## Start Information provided
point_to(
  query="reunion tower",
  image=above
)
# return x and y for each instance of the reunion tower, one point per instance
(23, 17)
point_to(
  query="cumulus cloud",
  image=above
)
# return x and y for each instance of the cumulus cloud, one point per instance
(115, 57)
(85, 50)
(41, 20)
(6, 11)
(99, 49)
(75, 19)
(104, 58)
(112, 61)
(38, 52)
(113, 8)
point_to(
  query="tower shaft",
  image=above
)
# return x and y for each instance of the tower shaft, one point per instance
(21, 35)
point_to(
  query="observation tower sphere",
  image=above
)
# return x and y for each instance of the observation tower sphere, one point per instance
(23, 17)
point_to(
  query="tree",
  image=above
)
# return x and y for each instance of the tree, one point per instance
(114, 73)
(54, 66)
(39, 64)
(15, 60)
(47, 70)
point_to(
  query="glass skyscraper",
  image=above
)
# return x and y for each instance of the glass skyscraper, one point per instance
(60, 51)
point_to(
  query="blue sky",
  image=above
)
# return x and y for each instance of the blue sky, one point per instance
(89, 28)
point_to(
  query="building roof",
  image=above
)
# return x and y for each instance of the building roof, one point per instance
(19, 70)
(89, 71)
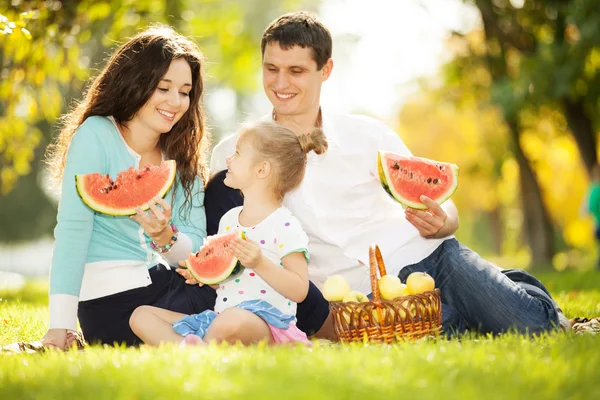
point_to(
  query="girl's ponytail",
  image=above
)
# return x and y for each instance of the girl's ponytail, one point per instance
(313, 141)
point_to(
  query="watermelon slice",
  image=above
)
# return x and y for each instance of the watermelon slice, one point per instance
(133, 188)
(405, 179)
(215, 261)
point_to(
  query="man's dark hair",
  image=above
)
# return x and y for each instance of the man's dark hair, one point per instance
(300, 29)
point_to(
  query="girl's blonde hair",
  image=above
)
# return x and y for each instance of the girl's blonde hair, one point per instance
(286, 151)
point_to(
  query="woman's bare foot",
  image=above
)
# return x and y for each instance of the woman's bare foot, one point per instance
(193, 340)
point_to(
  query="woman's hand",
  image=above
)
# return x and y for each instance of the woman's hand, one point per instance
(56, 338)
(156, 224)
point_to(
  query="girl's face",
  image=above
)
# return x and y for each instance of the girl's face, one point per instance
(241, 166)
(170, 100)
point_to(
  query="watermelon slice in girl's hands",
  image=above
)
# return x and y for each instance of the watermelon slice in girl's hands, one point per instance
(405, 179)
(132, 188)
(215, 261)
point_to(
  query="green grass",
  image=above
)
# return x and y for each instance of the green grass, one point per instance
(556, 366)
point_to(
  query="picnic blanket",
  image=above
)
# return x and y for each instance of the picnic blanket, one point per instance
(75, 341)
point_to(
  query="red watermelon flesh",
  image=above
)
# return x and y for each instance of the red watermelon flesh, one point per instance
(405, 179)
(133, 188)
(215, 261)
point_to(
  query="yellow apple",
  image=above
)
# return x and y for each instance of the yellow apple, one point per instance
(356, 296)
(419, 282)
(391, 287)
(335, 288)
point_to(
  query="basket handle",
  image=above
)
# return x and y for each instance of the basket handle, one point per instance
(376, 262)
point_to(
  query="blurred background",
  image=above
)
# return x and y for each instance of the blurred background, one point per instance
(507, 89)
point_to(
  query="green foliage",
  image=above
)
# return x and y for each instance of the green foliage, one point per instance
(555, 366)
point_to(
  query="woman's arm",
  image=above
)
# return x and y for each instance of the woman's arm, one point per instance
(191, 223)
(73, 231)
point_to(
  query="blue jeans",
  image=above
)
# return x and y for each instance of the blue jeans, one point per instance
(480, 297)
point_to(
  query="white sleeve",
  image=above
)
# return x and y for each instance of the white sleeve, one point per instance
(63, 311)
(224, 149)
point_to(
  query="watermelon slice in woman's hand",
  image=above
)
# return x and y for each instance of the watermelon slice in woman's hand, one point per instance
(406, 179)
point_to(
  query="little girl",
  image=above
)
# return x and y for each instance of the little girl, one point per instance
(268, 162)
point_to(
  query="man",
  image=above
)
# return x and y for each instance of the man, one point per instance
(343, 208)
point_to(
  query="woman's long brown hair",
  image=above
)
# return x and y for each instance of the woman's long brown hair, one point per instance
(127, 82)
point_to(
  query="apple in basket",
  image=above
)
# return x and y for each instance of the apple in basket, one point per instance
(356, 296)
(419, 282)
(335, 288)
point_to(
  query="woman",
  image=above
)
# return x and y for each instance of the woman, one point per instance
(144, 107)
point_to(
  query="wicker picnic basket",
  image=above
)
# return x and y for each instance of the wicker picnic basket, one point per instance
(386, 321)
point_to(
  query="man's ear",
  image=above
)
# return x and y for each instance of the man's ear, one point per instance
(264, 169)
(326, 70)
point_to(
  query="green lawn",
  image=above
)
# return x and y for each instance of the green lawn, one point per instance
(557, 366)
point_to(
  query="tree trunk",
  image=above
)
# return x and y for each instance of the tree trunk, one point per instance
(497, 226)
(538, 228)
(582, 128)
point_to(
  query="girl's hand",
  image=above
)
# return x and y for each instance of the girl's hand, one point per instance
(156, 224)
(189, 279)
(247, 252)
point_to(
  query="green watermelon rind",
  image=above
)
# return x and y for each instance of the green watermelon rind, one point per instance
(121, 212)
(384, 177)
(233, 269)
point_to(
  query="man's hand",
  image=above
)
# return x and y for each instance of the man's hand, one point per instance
## End Information provided
## Start Information provided
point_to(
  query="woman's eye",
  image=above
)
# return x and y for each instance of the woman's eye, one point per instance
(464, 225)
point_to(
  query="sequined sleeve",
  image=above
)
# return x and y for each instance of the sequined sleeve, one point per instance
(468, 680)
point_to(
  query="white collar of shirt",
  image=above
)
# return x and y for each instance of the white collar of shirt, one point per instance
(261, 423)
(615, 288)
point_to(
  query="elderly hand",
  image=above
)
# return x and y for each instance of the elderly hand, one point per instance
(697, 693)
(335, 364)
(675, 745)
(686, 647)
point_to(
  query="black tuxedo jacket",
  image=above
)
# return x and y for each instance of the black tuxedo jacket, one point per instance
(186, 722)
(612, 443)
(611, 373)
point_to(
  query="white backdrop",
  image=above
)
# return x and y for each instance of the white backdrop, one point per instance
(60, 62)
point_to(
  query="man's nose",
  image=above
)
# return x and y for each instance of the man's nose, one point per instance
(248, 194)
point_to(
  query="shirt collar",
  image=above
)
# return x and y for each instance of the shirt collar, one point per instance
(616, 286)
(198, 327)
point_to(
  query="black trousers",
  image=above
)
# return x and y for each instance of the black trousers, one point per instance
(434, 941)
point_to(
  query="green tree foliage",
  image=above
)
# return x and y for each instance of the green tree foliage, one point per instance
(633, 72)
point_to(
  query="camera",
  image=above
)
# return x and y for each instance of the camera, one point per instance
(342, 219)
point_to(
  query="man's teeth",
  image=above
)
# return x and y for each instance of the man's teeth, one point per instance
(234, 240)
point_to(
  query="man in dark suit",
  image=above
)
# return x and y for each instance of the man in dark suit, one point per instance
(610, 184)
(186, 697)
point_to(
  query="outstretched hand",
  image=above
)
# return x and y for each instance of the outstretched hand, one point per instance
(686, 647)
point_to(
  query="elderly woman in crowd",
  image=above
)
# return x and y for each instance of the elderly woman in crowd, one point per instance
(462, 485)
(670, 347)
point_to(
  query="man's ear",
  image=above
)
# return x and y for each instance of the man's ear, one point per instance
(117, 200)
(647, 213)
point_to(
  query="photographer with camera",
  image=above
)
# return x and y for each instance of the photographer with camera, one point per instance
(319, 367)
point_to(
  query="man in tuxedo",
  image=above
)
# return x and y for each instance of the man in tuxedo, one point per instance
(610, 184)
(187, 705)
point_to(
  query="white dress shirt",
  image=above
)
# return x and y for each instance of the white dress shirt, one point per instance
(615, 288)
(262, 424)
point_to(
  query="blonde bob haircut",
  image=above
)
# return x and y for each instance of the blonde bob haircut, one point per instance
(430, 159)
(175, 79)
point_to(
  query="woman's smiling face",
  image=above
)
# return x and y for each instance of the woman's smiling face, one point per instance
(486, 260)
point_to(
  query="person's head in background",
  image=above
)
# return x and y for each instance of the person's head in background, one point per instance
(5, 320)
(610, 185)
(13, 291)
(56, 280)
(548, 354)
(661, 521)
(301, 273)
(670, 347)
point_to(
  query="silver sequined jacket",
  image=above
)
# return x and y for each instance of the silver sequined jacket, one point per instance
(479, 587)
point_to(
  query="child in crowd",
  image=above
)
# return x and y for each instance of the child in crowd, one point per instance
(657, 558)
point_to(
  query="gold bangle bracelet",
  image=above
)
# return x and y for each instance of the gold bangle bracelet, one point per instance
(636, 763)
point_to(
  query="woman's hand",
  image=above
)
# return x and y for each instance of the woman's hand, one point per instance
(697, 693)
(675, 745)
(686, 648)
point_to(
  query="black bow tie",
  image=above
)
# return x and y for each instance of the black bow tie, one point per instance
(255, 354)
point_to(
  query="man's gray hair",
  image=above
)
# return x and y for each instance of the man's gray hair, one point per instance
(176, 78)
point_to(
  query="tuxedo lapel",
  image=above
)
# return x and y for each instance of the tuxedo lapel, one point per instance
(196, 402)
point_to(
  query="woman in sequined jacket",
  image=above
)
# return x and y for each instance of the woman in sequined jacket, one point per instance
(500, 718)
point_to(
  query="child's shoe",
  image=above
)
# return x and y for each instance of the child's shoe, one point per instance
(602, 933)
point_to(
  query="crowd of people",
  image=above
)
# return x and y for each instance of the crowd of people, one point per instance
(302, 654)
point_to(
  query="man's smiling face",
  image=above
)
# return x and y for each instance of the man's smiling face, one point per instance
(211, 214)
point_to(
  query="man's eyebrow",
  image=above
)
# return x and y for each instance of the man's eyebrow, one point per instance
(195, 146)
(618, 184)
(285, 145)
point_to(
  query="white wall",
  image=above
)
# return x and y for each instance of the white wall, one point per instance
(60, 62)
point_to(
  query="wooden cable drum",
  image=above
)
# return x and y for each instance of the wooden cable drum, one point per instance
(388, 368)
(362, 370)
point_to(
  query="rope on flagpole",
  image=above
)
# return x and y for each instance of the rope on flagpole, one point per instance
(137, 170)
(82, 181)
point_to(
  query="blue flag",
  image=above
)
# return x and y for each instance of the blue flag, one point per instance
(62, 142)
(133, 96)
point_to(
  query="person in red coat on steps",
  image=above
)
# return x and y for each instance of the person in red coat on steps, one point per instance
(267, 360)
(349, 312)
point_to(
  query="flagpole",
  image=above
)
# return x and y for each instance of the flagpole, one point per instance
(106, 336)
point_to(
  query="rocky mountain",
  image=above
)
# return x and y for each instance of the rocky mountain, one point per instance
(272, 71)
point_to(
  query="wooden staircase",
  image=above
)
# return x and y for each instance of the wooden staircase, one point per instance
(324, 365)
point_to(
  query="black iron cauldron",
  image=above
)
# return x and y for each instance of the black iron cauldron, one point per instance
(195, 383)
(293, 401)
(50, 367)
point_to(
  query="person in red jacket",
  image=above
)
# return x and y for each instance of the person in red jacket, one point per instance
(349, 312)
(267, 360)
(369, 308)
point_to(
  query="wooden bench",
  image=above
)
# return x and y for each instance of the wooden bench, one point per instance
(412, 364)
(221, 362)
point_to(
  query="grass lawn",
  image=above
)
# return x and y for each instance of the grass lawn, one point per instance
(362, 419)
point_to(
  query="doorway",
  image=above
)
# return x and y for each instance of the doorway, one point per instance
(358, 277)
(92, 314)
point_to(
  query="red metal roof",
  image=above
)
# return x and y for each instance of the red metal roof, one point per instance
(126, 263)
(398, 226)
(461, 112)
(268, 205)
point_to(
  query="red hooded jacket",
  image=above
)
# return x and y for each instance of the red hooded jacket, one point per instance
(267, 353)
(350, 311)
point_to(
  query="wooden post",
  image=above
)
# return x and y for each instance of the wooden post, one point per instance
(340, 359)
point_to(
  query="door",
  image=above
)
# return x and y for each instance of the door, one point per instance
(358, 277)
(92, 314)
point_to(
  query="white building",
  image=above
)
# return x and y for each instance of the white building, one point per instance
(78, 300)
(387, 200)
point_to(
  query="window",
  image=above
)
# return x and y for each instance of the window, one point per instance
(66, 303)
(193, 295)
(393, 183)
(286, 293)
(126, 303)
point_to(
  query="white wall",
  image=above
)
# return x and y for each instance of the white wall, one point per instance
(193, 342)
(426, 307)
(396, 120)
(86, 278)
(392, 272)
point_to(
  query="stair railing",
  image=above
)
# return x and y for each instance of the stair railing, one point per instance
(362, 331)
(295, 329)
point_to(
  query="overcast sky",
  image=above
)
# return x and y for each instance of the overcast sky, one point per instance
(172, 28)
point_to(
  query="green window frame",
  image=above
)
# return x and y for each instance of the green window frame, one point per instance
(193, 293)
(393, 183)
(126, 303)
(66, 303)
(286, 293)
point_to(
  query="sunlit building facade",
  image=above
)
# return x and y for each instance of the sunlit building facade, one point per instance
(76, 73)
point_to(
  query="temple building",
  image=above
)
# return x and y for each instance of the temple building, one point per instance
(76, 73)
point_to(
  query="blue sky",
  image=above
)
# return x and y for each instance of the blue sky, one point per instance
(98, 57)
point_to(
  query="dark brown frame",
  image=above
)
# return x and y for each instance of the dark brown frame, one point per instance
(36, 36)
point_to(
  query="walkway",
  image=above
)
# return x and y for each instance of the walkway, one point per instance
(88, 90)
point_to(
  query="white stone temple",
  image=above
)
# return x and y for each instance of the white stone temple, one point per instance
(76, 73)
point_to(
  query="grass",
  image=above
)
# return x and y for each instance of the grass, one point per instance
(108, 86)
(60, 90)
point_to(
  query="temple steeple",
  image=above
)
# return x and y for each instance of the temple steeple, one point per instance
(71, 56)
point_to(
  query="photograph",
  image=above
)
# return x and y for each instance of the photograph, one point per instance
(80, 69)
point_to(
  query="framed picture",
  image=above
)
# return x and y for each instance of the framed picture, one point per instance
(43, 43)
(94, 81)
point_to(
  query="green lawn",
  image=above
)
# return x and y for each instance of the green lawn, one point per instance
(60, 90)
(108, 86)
## End Information provided
Task instructions:
Gather every line of the material that contains the string "with" and copy each one in full. Case counts when matching.

Reply to the task:
  query="photographer with camera",
# return x and y for each instance of the photographer with camera, one point per instance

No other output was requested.